Short problem: Identify each line in the material below that contains the word "player", and copy those lines out in full.

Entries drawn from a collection
— start —
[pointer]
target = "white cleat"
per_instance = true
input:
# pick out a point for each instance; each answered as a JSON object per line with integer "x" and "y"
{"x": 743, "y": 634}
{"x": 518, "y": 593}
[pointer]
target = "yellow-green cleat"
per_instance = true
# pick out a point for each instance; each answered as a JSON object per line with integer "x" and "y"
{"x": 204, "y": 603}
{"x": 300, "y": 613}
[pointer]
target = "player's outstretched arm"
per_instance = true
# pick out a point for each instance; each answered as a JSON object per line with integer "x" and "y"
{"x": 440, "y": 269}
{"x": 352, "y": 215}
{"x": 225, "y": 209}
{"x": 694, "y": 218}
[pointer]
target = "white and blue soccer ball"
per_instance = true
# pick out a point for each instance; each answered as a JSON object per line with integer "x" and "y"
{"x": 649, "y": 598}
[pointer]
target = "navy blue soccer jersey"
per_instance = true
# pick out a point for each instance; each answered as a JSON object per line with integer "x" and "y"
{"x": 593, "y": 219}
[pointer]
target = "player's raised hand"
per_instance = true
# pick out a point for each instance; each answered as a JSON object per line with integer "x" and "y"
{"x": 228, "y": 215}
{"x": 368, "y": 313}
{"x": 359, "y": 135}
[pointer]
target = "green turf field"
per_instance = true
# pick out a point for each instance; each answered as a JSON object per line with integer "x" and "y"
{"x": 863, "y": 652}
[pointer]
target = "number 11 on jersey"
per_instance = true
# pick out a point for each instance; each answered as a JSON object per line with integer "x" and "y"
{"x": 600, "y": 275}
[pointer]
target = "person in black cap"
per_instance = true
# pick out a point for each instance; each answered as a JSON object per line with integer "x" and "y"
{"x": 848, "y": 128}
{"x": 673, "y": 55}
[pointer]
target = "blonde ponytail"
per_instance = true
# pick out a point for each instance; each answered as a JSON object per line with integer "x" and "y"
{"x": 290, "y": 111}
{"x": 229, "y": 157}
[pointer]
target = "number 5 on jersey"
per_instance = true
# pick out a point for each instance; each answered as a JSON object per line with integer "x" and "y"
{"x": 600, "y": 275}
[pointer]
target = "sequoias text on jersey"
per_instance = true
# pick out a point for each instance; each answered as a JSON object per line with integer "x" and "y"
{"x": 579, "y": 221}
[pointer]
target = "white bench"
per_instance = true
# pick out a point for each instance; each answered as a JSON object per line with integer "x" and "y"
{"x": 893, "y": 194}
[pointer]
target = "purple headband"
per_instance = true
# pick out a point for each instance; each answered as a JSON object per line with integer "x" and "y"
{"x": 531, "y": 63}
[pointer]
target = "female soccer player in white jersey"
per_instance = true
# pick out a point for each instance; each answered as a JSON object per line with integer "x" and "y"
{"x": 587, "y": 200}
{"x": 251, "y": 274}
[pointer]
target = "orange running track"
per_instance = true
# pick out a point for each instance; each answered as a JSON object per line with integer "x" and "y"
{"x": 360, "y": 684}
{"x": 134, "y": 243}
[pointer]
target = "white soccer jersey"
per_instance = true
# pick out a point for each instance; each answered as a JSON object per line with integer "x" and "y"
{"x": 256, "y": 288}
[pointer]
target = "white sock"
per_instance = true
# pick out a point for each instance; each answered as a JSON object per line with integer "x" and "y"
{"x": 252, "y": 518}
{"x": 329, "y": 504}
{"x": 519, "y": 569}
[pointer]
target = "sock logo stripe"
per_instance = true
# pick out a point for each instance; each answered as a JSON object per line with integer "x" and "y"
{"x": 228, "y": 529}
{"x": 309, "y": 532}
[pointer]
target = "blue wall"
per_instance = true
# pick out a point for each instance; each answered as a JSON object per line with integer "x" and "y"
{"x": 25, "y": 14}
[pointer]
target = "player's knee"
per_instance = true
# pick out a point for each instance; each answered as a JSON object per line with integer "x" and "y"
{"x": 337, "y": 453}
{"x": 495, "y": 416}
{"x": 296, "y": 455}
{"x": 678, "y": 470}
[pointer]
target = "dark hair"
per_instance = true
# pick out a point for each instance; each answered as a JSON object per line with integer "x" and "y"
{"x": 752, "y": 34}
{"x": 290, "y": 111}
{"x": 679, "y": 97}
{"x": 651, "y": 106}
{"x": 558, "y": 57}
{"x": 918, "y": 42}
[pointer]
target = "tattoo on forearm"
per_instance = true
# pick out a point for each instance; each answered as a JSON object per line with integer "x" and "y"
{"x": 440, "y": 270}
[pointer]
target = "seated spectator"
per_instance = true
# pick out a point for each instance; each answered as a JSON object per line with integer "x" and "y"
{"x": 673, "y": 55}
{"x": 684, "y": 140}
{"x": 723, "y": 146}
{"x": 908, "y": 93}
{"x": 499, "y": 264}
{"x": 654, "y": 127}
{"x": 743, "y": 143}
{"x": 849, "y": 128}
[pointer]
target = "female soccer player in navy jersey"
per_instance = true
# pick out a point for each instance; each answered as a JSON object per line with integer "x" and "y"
— end —
Written reply:
target = "player's outstretched arm"
target = "player's raised hand"
target = "female soccer player in white jersey"
target = "player's knee"
target = "female soccer player in navy jersey"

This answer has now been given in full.